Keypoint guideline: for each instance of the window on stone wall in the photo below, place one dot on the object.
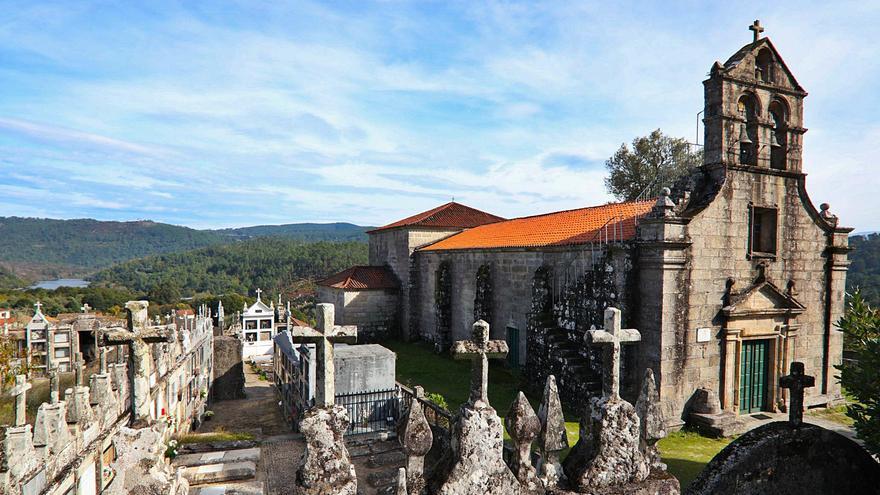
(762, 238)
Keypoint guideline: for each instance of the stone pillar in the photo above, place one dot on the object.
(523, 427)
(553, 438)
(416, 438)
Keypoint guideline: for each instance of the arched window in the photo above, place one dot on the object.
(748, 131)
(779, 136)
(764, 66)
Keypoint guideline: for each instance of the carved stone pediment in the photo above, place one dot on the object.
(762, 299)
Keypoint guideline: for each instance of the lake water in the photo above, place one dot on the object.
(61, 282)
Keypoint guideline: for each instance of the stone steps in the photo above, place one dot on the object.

● Task directions: Copy the data word for word. Pictures do not go in the copy.

● Result of the exercise:
Keypoint guideline: for each instance of the window on stone wall in the photo below, place one dot on the object.
(762, 238)
Keypoint guideline: for each instance of the stone pillar in the photo above, place one dot on the object.
(523, 427)
(553, 438)
(416, 438)
Keypoint guideline: for each instance of the arched window in the photo above, place one dot on the object.
(748, 131)
(779, 136)
(764, 66)
Keypoint guideline: for each instance of the carved stone pediment in the photo above, place one dot on the object.
(762, 299)
Keypoint guideline: for each instance of the lake water in the photo above, place one dot on the object.
(61, 282)
Keypoint guideline: for each instance of the stone steps in the photo above, place one dot on the object.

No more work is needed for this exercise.